Coordinate annotation lines
------------

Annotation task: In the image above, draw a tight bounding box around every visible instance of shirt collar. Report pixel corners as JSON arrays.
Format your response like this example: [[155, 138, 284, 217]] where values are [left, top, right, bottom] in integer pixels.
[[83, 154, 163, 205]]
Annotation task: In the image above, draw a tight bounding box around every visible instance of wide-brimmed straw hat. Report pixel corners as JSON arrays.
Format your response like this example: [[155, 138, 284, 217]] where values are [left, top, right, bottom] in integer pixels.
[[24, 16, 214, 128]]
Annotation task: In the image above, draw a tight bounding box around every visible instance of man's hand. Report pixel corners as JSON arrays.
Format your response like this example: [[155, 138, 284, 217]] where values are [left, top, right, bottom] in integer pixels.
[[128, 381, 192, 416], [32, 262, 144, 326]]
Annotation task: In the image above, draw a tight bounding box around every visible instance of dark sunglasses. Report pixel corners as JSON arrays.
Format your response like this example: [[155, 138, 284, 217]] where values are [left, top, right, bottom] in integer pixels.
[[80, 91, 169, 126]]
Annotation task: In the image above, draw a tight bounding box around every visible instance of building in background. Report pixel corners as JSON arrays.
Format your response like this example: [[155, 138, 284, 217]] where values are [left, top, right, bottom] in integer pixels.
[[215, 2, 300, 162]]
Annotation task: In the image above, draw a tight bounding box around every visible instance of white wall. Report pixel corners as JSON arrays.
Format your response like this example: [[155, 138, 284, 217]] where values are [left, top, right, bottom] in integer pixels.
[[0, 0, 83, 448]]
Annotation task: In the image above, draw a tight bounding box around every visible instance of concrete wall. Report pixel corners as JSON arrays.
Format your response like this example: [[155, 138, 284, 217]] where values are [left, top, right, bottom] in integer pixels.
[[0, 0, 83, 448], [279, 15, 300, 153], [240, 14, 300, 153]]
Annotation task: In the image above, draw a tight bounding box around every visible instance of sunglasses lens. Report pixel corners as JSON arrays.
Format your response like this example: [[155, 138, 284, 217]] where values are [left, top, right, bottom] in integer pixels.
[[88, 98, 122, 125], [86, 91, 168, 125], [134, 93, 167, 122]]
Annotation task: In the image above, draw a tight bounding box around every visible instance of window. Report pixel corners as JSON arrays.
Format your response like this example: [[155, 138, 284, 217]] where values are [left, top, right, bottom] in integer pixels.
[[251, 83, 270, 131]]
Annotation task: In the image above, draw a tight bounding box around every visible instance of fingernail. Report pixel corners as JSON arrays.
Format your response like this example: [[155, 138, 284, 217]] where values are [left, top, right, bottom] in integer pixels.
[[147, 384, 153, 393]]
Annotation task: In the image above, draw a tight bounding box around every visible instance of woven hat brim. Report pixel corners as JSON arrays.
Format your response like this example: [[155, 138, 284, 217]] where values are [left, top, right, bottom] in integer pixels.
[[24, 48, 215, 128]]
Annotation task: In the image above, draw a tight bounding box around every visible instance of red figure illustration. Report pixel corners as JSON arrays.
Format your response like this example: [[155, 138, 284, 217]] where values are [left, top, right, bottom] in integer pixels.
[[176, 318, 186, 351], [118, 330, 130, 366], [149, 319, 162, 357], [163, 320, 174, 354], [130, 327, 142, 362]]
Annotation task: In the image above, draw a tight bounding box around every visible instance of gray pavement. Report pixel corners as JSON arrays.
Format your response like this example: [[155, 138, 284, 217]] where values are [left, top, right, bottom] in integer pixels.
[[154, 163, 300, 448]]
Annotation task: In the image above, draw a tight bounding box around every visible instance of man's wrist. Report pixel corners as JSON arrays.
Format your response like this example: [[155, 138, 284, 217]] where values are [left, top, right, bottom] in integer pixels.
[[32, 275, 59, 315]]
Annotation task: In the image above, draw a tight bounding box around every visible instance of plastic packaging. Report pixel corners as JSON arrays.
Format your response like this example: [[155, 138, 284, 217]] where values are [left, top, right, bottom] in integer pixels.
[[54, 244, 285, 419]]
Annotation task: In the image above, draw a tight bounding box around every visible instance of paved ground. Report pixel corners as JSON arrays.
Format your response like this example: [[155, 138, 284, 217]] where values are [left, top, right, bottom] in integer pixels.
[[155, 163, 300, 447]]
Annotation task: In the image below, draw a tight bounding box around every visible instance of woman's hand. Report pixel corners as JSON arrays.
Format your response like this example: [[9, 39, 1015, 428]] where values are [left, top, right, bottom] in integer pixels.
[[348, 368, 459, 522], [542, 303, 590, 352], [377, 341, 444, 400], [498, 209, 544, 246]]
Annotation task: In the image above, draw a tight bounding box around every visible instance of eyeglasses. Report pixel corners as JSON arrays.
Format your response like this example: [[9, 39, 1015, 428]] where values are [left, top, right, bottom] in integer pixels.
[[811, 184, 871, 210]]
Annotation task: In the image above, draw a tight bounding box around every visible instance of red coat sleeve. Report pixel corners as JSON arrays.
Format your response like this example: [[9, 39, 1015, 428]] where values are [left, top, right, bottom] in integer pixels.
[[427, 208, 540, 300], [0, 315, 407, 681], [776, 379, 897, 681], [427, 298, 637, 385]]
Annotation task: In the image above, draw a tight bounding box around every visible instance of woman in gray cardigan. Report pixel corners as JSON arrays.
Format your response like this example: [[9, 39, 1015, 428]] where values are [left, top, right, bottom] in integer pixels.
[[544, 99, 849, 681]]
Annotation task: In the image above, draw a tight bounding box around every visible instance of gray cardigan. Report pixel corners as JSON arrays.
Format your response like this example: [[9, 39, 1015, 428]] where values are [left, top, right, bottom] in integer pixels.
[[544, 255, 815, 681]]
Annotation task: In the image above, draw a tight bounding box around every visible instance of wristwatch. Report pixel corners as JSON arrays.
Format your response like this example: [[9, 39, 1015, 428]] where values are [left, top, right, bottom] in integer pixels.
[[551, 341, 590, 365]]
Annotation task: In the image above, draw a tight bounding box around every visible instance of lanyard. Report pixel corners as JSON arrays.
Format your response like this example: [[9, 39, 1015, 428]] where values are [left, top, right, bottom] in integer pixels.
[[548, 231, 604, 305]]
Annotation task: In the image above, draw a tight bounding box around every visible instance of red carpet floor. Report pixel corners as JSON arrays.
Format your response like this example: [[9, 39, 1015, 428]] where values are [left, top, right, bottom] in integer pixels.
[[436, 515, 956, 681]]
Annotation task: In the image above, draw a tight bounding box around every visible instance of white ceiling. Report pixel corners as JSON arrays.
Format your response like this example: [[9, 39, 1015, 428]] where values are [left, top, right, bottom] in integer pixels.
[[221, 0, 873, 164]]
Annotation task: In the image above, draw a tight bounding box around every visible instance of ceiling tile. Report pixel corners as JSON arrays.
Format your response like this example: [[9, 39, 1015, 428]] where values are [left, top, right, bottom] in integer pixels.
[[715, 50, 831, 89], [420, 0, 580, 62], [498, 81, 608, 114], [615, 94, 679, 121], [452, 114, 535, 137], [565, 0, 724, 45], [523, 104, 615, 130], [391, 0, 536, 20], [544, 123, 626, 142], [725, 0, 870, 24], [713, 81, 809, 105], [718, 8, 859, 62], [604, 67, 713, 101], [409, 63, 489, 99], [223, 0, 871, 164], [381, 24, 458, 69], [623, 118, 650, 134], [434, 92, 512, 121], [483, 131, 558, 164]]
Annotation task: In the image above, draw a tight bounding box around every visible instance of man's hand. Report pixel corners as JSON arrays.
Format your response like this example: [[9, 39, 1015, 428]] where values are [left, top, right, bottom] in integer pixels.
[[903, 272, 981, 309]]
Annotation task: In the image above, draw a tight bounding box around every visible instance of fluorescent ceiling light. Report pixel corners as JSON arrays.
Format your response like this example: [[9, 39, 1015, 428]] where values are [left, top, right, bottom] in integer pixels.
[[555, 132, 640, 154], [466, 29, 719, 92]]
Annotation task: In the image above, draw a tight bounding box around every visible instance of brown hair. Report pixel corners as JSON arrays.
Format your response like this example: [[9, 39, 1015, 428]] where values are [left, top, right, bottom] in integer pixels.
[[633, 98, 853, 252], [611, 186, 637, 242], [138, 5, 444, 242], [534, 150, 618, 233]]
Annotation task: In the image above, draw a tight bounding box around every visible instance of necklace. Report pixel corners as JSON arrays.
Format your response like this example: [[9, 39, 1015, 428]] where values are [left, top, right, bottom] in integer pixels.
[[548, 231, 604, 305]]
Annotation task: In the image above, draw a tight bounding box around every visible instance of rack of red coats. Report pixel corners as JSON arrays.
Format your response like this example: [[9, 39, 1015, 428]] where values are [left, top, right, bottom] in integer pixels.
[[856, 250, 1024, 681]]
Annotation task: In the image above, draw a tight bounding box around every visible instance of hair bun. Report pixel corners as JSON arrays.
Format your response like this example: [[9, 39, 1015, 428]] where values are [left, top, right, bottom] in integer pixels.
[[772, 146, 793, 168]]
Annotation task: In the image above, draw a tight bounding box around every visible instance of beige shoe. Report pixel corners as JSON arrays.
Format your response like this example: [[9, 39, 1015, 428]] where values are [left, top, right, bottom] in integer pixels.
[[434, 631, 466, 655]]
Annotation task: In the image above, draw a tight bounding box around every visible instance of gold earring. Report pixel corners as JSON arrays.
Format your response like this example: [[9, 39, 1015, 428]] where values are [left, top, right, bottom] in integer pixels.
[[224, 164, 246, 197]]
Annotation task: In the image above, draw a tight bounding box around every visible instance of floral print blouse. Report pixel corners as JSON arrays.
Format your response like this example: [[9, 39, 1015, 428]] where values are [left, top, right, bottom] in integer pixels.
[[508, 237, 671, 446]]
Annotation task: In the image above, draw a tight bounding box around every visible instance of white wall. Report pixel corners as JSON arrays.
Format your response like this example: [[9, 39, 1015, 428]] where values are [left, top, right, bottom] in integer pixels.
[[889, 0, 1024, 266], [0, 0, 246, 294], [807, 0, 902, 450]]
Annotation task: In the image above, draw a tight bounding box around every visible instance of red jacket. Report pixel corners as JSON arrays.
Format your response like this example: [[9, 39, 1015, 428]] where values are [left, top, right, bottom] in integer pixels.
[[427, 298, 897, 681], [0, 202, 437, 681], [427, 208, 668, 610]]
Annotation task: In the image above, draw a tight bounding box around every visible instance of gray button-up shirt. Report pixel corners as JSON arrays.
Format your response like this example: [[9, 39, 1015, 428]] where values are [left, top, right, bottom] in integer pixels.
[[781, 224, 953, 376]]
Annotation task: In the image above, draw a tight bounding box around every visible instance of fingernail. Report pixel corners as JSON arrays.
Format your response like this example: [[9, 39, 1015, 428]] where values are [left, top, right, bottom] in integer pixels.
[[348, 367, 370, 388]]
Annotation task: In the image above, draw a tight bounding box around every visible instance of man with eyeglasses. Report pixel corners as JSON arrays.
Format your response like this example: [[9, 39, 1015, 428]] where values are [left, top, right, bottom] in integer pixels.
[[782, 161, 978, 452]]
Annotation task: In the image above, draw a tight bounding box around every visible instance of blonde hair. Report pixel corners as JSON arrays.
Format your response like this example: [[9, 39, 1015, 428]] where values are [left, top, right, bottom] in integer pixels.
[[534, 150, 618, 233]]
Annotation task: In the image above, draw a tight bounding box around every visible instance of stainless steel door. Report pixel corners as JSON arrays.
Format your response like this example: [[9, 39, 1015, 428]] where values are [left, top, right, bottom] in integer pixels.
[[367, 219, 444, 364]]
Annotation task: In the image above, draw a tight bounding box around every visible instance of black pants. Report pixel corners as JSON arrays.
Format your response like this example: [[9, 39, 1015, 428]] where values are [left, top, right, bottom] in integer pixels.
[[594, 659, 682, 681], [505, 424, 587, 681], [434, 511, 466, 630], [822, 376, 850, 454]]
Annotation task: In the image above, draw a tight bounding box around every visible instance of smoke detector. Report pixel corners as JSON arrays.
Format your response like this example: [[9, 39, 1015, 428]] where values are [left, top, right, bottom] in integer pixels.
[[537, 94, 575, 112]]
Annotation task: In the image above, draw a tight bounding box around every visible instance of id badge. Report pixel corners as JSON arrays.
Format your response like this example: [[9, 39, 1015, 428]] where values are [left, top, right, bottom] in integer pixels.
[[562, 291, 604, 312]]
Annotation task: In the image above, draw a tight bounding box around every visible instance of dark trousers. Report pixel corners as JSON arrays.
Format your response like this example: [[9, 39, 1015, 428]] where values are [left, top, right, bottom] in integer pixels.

------------

What is expected
Copy out the lines above without any changes, beginning with the line that contains "wrist. Report pixel corners as JSON arrays." and continuing through the line that contains "298, 637, 385]]", with both of those lines included.

Output for this task
Annotation task: In the image above, draw a tight bounding box around every visible instance of man's wrist. Report pixel corners as JSON arrays.
Format your response like this example: [[155, 138, 284, 217]] where values are [left, top, right, bottom] in integer pixels.
[[32, 275, 59, 315]]
Annotation task: In the image above, draw a tight bounding box around every visible instance of plastic packaging. Report pixel corners as JSON arrays.
Format your response like this example: [[155, 138, 284, 217]] where values are [left, top, right, bottom] in integer pixels.
[[54, 244, 285, 419]]
Annotation task: In the image above, draw a tight bounding box around every visible instance of paved ground. Report pixel corners as JSON arrays.
Format your response like this example: [[155, 138, 284, 217]] where values are [left, top, right, bottom] in integer pixels.
[[155, 163, 300, 447]]
Annotation task: In the image below, draw a tight bounding box around every visible instance of woman's hand. Report pixel corners as JSON arrays.
Format your response like this example: [[9, 39, 1015, 428]] where values are [left, top, right, bottom] in integer pixels.
[[348, 368, 459, 522], [542, 303, 590, 352], [377, 341, 444, 400], [498, 209, 544, 246]]
Annotation task: In the image above, draw a tight bounding box around every visible instance of eyeglasses. Report pixel corners as JSON arrays.
Format your response like this example: [[9, 39, 1015, 428]] where values are [left, top, right, bottom] in integer pixels.
[[811, 184, 871, 210]]
Annotation task: In the image above, draw a tight bounding box around every visible instance of red coat sleeve. Report pixel corners as JSON arrays.
Format your response like this example: [[9, 39, 1015, 428]] where values are [left, top, right, bottom] in integer pixels.
[[427, 208, 540, 300], [0, 315, 407, 681], [776, 379, 897, 681], [427, 298, 637, 385]]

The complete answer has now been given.